Work to be completed
Read the data and repeat all of it exactly.

● ● ●

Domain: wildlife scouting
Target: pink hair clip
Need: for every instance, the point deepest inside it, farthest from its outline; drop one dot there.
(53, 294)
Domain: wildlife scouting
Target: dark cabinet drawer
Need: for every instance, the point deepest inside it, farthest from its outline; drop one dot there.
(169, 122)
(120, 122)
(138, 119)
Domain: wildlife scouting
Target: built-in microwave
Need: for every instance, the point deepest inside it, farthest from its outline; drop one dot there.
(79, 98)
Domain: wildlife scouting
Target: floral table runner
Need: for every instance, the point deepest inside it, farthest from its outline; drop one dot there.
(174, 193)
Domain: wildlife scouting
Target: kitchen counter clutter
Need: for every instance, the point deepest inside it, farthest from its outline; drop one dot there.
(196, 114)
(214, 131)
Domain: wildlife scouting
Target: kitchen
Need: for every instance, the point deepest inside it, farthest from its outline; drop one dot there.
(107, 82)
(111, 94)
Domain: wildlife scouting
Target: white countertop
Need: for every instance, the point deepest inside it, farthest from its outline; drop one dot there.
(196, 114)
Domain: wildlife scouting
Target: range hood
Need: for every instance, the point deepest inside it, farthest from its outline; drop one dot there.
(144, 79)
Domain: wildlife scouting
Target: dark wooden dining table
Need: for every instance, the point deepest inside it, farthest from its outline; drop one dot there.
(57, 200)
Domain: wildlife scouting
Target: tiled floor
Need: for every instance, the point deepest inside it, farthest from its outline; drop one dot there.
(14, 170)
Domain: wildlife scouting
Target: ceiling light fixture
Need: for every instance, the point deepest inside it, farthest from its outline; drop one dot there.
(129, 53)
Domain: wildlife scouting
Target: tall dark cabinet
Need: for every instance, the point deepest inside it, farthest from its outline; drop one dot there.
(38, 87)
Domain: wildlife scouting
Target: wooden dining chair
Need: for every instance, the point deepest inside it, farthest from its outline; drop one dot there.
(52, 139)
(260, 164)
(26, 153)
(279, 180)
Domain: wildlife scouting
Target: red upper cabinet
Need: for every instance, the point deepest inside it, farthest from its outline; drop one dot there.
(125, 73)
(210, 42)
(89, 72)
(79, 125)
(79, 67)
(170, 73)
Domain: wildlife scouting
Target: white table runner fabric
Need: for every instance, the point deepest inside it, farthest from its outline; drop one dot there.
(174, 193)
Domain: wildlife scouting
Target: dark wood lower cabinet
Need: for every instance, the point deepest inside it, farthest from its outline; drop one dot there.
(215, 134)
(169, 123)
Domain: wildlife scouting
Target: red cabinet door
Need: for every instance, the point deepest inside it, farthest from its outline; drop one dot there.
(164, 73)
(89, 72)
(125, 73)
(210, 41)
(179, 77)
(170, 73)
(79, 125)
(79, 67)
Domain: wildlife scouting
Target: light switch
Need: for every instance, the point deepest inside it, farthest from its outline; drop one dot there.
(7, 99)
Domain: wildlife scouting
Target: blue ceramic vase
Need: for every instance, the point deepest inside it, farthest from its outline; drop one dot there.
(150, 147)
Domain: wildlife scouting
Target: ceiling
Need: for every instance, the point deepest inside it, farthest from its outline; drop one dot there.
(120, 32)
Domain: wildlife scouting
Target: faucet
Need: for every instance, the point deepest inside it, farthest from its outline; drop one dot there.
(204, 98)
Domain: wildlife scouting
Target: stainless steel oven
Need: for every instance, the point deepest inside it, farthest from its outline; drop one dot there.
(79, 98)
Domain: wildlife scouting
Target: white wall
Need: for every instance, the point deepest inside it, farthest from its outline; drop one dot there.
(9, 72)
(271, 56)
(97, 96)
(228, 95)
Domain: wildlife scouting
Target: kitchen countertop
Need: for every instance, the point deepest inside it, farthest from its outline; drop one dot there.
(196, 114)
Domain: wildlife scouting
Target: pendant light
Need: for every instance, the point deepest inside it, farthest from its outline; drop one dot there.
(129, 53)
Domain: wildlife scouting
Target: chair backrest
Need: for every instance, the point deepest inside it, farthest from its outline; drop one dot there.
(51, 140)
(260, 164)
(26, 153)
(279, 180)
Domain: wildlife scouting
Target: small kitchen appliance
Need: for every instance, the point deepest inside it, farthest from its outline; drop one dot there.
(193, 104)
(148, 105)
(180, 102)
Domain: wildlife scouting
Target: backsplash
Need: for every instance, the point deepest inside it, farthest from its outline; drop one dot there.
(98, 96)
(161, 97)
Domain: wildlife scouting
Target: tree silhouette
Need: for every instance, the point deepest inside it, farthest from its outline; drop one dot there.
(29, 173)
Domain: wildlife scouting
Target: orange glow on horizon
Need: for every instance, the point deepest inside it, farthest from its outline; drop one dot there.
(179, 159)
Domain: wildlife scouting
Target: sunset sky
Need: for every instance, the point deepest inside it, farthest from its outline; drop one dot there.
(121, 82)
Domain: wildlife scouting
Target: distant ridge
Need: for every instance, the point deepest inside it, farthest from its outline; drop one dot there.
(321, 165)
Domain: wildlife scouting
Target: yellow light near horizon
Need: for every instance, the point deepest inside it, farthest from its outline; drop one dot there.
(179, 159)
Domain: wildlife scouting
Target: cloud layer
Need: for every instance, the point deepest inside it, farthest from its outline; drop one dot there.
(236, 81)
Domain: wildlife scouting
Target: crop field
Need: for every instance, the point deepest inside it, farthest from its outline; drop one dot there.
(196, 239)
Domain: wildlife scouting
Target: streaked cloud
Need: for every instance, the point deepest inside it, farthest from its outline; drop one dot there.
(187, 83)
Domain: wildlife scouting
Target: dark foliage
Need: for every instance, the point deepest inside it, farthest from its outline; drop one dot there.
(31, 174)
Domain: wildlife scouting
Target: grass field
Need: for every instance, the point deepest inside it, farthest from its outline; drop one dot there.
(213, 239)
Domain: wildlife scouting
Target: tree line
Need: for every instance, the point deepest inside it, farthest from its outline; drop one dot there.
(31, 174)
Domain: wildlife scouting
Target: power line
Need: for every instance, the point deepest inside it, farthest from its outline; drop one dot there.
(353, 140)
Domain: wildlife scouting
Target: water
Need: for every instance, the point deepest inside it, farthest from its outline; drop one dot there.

● ● ●

Reply
Domain: wildlife scouting
Target: pink hair clip
Need: for every instance, the point deepest inside it, farthest from its outline; drop one dot there.
(53, 294)
Domain: wildlife scouting
Target: dark cabinet drawer
Need: for every instance, the point deepest inside it, farthest from its outline; drop one dot there.
(169, 122)
(120, 122)
(138, 119)
Domain: wildlife scouting
Target: built-in microwave
Need: for every instance, the point deepest inside it, farthest from its outline; drop one dot there.
(79, 98)
Domain: wildlife scouting
Target: floral table runner
Need: for every instance, the point deepest inside it, farthest from its outline; drop one dot there.
(174, 193)
Domain: wildlife scouting
Target: kitchen counter clutter
Need: for every instance, the point deepest inside it, farthest from its outline; drop one dot there.
(196, 114)
(214, 131)
Domain: wildlife scouting
Target: kitchen
Need: for every instance, the point deepest inside it, farthest from its outline; drop one dot there.
(107, 82)
(111, 94)
Domain: wildlife scouting
Target: white countertop
Need: for every instance, the point deepest inside it, farthest from its outline; drop one dot there.
(196, 114)
Domain: wildlife scouting
Target: range hood
Need: for every instance, the point deepest inside it, farthest from its outline; drop one dot there.
(144, 79)
Domain: wildlife scouting
Target: dark wooden dining table
Need: for every instance, the point deepest inside it, farthest from its outline; drop one dot there.
(57, 200)
Domain: wildlife scouting
Target: tiled floor
Need: for every instance, the point deepest inside it, farthest from its outline; drop one dot there.
(14, 170)
Domain: wildlife scouting
Target: ceiling light fixture
Need: for every instance, the point deepest inside it, farthest from its outline; drop one dot there.
(129, 53)
Domain: wildlife scouting
Target: tall dark cabinet
Need: for every instance, the point deepest inside it, farthest from its outline; drop one dot there.
(38, 87)
Domain: wildlife scouting
Target: wooden dining chair
Need: for every instance, the point deepest inside it, farthest from its outline; drop one dot there.
(52, 139)
(260, 164)
(26, 153)
(279, 180)
Domain: wildlife scouting
Target: red upper cabinet
Need: for every instance, the point deepest inside it, farthest from its outline; drop one dot there.
(125, 73)
(210, 42)
(89, 72)
(79, 125)
(79, 67)
(170, 73)
Domain: wildlife scouting
Target: white table runner fabric
Need: for every instance, the point deepest inside it, farthest from its outline; drop one dot there.
(174, 193)
Domain: wildlife scouting
Target: dark wood lower cabinet
Need: for every instance, the point deepest inside it, farthest from its outline; drop one dot there.
(215, 134)
(169, 123)
Domain: wildlife scouting
Target: red cabinet door
Need: for every instance, the point deepest inside it, farthest from its outline; drop one dot there.
(164, 73)
(89, 72)
(125, 73)
(210, 41)
(179, 77)
(170, 73)
(79, 125)
(79, 67)
Domain: wildlife scouting
Target: light switch
Need: for every instance, the point deepest inside it, farthest from its outline; drop one dot there.
(7, 99)
Domain: wildlife scouting
Target: blue ceramic vase
Need: for every instance, the point deepest inside it, farthest from its outline; drop one dot there.
(150, 147)
Domain: wildlife scouting
Target: ceiling
Need: for every instance, the point deepest inside it, farthest from its outline; drop one dot there.
(120, 32)
Domain: wildlife scouting
Target: faucet
Need: for every instance, the point deepest inside it, farthest from its outline; drop one dot there.
(204, 98)
Domain: wildlife scouting
Target: stainless steel oven
Need: for every instance, the point deepest inside it, farthest from its outline; drop one dot there.
(79, 98)
Domain: wildlife scouting
Target: white wall
Need: for every instance, the point deepest inside it, farthest from its outline; drop one dot there.
(9, 72)
(271, 56)
(97, 96)
(228, 95)
Domain: wildlife scouting
Target: kitchen countertop
Need: for every instance, the point deepest inside it, farthest from its outline; drop one dot there.
(196, 114)
Domain: wildlife scouting
Target: pendant light
Need: for every instance, the point deepest inside it, farthest from its outline; drop one dot there.
(129, 53)
Domain: wildlife scouting
Target: chair backrest
Need: for every instance, the point deepest inside it, farthest from its outline; drop one dot there.
(51, 140)
(260, 164)
(26, 153)
(279, 180)
Domain: wildlife scouting
Target: small kitchen appliance
Need: for every instance, the point deepest inside it, farthest from its outline; drop one dot there.
(193, 104)
(148, 105)
(180, 102)
Domain: wildlife scouting
Target: backsplash
Need: for every instance, the point deepest inside it, farthest from its outline; drop one dot there.
(98, 96)
(161, 97)
Domain: wildlife scouting
Target: tree silhouette
Need: for every instance, the point deepest inside it, farthest from its outline; drop one dot there.
(29, 173)
Domain: wildlife scouting
Target: orange glow on horizon
Need: for every instance, the point deepest inside it, farthest from its outline; drop one dot there.
(179, 159)
Domain: wildlife scouting
Target: sunset sky
Need: for every instance, the point deepest inside it, farthest from its outline; drop one dot there.
(121, 82)
Domain: wildlife scouting
Target: distant ridge
Need: for every instance, the point deepest inside it, farthest from its outline; drop one dot there.
(321, 165)
Domain: wildlife scouting
Target: yellow light near horizon
Need: for every instance, the point deepest inside it, farthest from its outline; drop one dot there.
(179, 159)
Domain: wildlife scouting
Target: cloud layer
Need: for every instance, the point deepest inside it, farthest from its outline; drop one dot there.
(236, 81)
Domain: wildlife scouting
Target: crop field
Need: for every instance, the point deepest inside it, farthest from its outline; drop one dot there.
(196, 239)
Domain: wildlife scouting
Target: streaked cloud
Need: for every instance, the point deepest inside it, farthest from its outline; drop one dot there.
(187, 83)
Domain: wildlife scouting
Target: dark foliage
Need: for every instance, the point deepest inside it, farthest from its outline; drop one dot there.
(31, 174)
Domain: wildlife scouting
Target: grass field
Need: for every instance, the point deepest inside it, farthest from its outline; drop one dot there.
(213, 239)
Domain: wildlife scouting
Target: tree line
Need: for every instance, the point deepest inside it, farthest from its outline; drop one dot there.
(31, 174)
Domain: wildlife scouting
Target: power line
Need: for every instance, the point deepest inside it, farthest from its outline; drop one dot there.
(353, 140)
Domain: wildlife scouting
Target: water
Need: for every instance, the point deepest inside it, farthest from its outline; drop one dot there.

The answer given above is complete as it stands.